### Reading text
Nobleman and Thresherman, collected from Clarke Lankhurst by Cecil Sharp – from Sharp’s ‘Folk Tunes’ © EFDSS

As you’ll see, each record has a permament URL, to make it easy to refer others to a specific record. And there are some nice little features, like the ability to refer to a simple URL to point to all the versions of  a particular Roud number e.g. this song would be www.vwml.org/roudnumber/19 – just substitute the Roud number of your choice.

Nobleman and Thresherman

Andy Turner: vocal, C/G anglo-concertina

April 29, 2013

Week 88 – Swalcliffe May Day Carol

The first Magpie Lane album, The Oxford Ramble, was released just over 20 years ago, and we played our very first concert, in the Holywell Music Room in Oxford, on 3rd May – May Bank Holiday Monday – 1993. We will be returning to the Holywell tomorrow for a 20th anniversary concert, where we will be joined by former members of the band, and a number of special guests. Twenty years ago this was the final song of the night, and it is giving away no secrets, I suspect, if I say that this song will also feature in our concert tomorrow.

I learned the song from Forty Long Miles: twenty-three English folk songs from the collection of Janet Heatley Blunt, edited by Tony Foxworthy and published by Galliard / EFDSS in 1976.

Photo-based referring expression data
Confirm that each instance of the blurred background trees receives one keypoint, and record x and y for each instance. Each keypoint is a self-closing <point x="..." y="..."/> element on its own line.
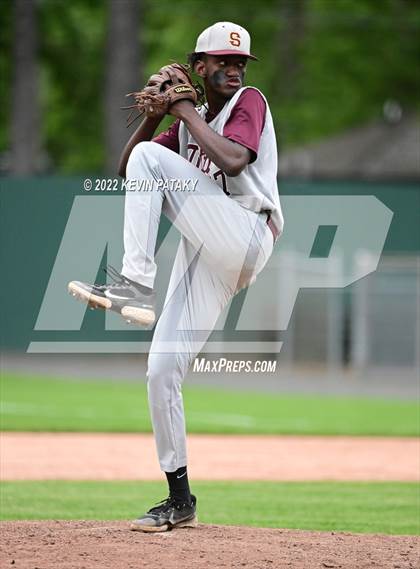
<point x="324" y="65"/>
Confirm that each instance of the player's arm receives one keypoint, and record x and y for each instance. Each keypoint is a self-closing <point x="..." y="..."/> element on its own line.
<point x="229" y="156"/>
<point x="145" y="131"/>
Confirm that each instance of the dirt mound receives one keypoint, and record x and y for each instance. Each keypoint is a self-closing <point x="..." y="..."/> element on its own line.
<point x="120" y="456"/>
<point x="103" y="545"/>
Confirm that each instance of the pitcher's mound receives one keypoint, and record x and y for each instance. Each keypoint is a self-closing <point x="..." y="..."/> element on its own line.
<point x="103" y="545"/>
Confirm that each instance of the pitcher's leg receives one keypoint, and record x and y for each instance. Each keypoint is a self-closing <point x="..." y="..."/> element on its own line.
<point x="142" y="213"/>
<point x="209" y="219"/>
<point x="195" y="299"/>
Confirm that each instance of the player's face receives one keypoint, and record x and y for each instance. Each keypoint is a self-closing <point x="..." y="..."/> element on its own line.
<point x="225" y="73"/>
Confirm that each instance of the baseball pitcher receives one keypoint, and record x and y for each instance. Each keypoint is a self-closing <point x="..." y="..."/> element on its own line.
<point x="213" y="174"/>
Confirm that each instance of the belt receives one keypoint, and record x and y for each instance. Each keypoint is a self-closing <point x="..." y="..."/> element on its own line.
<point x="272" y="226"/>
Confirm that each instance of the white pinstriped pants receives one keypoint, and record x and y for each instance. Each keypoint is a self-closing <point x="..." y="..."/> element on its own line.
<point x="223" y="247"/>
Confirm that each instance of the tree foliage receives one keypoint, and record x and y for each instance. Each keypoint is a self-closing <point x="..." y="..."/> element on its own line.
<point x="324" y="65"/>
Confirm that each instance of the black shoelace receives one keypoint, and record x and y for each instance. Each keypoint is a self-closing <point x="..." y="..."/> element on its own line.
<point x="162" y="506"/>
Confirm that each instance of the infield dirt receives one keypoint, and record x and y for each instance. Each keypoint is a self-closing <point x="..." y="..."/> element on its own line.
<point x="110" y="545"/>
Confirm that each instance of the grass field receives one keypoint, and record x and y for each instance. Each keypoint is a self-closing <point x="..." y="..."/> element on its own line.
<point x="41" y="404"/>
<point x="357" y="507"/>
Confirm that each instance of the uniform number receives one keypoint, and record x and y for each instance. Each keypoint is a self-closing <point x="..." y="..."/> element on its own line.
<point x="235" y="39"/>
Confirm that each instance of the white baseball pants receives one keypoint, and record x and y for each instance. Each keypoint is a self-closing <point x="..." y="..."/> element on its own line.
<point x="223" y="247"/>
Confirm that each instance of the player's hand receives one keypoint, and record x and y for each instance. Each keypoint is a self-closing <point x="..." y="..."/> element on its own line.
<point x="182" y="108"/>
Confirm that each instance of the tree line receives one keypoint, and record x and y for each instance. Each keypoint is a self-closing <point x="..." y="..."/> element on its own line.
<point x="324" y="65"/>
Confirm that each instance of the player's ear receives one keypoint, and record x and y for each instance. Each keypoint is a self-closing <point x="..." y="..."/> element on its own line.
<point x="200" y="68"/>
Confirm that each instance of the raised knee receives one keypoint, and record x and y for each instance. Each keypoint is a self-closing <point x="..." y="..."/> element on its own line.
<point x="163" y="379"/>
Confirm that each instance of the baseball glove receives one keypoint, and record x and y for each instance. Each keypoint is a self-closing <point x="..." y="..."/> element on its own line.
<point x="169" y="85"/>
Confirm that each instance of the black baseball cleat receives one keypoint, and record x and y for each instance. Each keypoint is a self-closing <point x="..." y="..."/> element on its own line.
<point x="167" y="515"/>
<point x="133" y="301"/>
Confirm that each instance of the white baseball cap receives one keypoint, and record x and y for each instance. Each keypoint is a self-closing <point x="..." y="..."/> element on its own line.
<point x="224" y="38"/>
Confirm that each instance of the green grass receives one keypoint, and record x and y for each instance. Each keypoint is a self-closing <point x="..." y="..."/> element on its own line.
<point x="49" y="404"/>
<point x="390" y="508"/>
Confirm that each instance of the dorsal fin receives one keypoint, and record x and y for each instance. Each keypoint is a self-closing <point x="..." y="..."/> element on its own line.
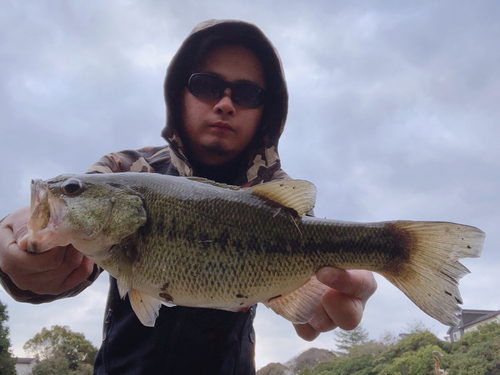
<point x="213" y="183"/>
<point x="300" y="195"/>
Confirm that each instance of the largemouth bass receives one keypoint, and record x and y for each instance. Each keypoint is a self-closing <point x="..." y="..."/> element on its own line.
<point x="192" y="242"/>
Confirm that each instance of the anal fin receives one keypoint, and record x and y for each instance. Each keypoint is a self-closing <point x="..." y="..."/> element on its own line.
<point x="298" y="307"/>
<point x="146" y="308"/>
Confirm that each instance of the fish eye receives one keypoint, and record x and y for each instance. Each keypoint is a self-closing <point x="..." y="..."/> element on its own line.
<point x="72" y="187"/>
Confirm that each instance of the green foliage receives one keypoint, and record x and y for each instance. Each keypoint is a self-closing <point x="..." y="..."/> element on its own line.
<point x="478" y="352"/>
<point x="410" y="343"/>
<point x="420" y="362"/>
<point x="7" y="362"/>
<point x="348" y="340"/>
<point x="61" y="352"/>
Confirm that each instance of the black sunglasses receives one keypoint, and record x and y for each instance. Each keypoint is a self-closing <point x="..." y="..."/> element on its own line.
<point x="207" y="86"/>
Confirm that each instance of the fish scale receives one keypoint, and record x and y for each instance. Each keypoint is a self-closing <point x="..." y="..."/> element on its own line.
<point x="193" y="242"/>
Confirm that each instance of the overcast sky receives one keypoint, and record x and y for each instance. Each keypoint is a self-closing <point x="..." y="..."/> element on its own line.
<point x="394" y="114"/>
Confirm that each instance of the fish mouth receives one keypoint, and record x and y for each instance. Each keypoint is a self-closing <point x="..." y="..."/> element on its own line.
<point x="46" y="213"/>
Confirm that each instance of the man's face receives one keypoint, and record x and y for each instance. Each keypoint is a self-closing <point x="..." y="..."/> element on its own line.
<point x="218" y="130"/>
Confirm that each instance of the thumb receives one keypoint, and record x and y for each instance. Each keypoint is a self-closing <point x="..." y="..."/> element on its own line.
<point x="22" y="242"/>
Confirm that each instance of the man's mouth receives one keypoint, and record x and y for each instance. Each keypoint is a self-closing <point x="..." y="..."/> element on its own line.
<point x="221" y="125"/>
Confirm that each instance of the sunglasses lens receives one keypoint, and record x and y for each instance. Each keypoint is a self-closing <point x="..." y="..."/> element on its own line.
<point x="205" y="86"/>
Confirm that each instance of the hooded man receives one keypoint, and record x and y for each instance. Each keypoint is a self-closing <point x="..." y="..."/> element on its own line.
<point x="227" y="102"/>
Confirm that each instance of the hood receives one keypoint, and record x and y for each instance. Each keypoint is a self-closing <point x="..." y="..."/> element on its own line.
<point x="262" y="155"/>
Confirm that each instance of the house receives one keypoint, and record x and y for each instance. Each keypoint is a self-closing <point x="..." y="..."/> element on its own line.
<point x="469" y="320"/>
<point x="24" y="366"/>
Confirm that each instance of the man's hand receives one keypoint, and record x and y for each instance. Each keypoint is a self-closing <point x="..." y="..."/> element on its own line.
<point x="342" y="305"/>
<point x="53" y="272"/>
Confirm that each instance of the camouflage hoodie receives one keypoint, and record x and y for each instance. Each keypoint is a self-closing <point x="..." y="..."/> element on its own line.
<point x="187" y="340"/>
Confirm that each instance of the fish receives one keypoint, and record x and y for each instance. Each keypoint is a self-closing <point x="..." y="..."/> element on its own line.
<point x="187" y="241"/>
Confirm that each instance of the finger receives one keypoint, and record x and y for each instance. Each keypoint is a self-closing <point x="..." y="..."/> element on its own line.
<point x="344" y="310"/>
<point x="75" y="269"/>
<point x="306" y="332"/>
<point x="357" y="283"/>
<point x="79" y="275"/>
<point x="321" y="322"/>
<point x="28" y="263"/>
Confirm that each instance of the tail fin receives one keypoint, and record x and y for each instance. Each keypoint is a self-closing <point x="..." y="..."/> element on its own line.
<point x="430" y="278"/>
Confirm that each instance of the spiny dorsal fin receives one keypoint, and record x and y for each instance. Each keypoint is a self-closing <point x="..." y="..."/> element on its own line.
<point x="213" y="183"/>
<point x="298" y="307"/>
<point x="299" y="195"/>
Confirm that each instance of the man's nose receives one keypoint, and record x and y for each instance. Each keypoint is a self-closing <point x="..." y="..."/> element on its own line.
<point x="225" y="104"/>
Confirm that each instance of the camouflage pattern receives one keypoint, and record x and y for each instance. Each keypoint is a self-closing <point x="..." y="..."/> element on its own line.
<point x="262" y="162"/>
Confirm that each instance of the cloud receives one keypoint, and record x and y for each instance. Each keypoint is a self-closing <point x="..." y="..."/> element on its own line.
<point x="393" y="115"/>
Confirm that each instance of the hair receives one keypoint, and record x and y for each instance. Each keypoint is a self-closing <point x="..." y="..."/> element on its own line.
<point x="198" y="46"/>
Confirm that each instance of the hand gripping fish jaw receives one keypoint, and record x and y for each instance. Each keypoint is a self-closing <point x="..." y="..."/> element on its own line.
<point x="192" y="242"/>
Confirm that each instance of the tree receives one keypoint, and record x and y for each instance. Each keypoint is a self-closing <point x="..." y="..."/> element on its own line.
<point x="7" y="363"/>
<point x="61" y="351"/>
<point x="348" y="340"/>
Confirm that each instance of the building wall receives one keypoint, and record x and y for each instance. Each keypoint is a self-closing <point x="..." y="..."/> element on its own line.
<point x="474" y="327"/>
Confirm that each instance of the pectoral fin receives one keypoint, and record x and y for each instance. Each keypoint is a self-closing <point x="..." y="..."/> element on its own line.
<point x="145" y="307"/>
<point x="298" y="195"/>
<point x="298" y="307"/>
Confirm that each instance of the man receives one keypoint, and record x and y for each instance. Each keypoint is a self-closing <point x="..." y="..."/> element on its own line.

### Questions
1 – Give again, word for word, the stretch of the folk song text from "April 29, 2013" through "EFDSS in 1976.".
2 – Using the folk song text, decide whether each statement agrees with it, answering yes or no and quoting the words that settle it: (a) Magpie Lane's very first concert took place in the Holywell Music Room in Oxford. (b) Forty Long Miles contains thirty-three English folk songs. (c) Andy Turner plays a C/G anglo-concertina.
3 – Pick up the folk song text after its last sentence and carry it on.

### Results
1 –
April 29, 2013

Week 88 – Swalcliffe May Day Carol

The first Magpie Lane album, The Oxford Ramble, was released just over 20 years ago, and we played our very first concert, in the Holywell Music Room in Oxford, on 3rd May – May Bank Holiday Monday – 1993. We will be returning to the Holywell tomorrow for a 20th anniversary concert, where we will be joined by former members of the band, and a number of special guests. Twenty years ago this was the final song of the night, and it is giving away no secrets, I suspect, if I say that this song will also feature in our concert tomorrow.

I learned the song from Forty Long Miles: twenty-three English folk songs from the collection of Janet Heatley Blunt, edited by Tony Foxworthy and published by Galliard / EFDSS in 1976.

2 –
(a) Yes: "we played our very first concert, in the Holywell Music Room in Oxford"
(b) No: "twenty-three English folk songs from the collection of Janet Heatley Blunt"
(c) Yes: "Andy Turner: vocal, C/G anglo-concertina"

3 –
Swalcliffe (pronounced sway-cliff) is a village near Banbury in North Oxfordshire. The words of the carol were noted by Miss Annie Norris around 1840 from the singing of a group of children in the village. The words were passed onto the collector – and Adderbury resident – Janet Blunt in 1908, and she finally collected a tune for the song from Mrs Woolgrove of Swalcliffe, and Mrs Lynes of Sibford, at Sibford fete, July 1921 (this information, and much more about music-making in Adderbury, can be found in Michael Pickering’s book Village Song and Culture).

You can now find Miss Blunt’s notes on the Take Six archive – see below.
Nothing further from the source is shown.